>> START
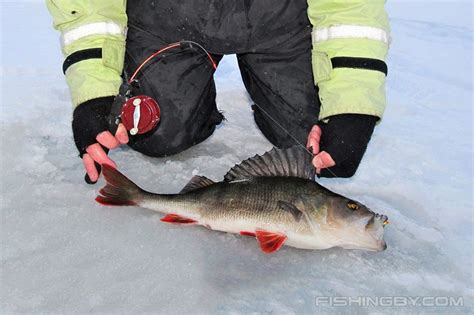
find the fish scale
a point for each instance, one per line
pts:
(273, 197)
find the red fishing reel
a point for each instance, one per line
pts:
(140, 114)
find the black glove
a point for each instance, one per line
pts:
(90, 119)
(345, 137)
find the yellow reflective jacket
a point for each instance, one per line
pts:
(341, 28)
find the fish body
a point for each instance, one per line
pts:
(279, 206)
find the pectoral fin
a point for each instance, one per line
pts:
(177, 219)
(270, 241)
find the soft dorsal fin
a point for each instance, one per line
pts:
(291, 162)
(195, 183)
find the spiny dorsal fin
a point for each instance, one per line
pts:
(291, 162)
(195, 183)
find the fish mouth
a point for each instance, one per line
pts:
(375, 228)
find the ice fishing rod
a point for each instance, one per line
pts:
(140, 114)
(289, 134)
(258, 106)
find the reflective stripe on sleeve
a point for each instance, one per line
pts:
(99, 28)
(349, 31)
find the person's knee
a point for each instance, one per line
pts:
(171, 138)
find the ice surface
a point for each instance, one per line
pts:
(63, 253)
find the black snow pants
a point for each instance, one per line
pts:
(272, 40)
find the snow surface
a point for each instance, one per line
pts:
(63, 253)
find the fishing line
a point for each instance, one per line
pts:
(214, 65)
(293, 137)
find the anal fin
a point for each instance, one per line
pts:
(270, 241)
(177, 219)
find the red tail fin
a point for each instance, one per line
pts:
(119, 191)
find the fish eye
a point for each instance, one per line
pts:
(352, 205)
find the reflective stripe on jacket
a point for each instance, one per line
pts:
(341, 28)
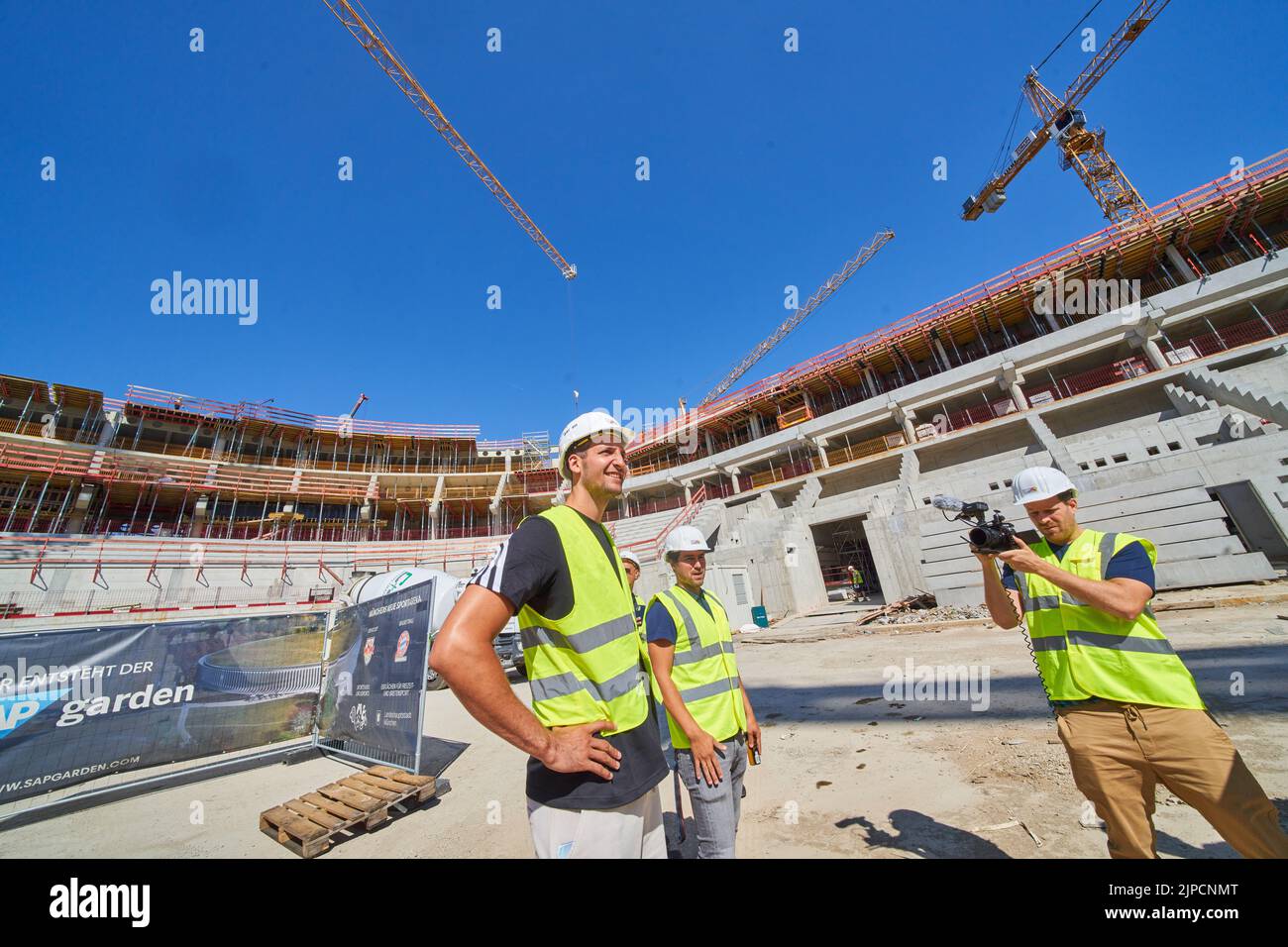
>> END
STATED TASK:
Return every line of the entries above that contains the word "snow". Case counts.

THE COMPLETED TASK:
find the black snow pants
find the snow surface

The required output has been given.